▶ _WHAT THIS TASK INVOLVES_
Write out every entry exactly as it stands.

(Stored data entries)
※

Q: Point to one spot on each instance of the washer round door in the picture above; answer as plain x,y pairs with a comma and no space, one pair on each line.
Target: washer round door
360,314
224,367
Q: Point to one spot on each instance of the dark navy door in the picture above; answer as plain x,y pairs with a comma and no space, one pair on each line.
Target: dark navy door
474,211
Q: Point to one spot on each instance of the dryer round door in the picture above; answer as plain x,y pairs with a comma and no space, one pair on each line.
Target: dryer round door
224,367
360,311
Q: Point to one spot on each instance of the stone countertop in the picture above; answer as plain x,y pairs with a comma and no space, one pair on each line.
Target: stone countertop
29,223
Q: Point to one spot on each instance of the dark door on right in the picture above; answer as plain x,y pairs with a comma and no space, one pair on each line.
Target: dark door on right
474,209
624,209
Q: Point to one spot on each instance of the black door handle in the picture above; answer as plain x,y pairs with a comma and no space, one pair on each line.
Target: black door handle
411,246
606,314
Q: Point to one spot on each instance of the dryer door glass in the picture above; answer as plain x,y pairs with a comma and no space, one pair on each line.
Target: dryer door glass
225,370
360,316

※

▶ _SOLUTION TO THIS TASK_
Q: Point to one spot on each instance of the washer round door in the picture above; answer as plain x,y pairs with a comma and no space, one pair on each line.
Target: washer round door
360,314
224,367
Q: Point to one spot on each instance of the dark navy door in the picture above; answer as plain x,y pairs with a comma and no space, one pair on each line.
Target: dark navy door
474,211
Q: Point to one spot on each instance of the dryer round door in the picture above; answer as plain x,y pairs with a comma and no space, one pair on each line.
Target: dryer round door
224,367
360,311
Q: Point to one spot on each instance of the stone countertop in the picture above; answer as plain x,y pairs with a comma and no space, one pair on each line.
Target: stone countertop
29,223
Q: Point to one spot on each instance of the dark door on right in the picture above; answer as plain x,y pairs with a comma and no space, one pair on each line.
Target: dark door on right
474,209
624,209
Q: Point to one spot on each instance of the black door handle in the picture above; answer as plain x,y pairs with a comma and no space, one pair on each line.
Target: black door handle
411,246
606,314
Q: Point to one spot on each instance of the dryer door glass in the picture above; answer as plain x,y pairs with a comma and no space, one pair on each line.
Target: dryer door glass
225,370
360,316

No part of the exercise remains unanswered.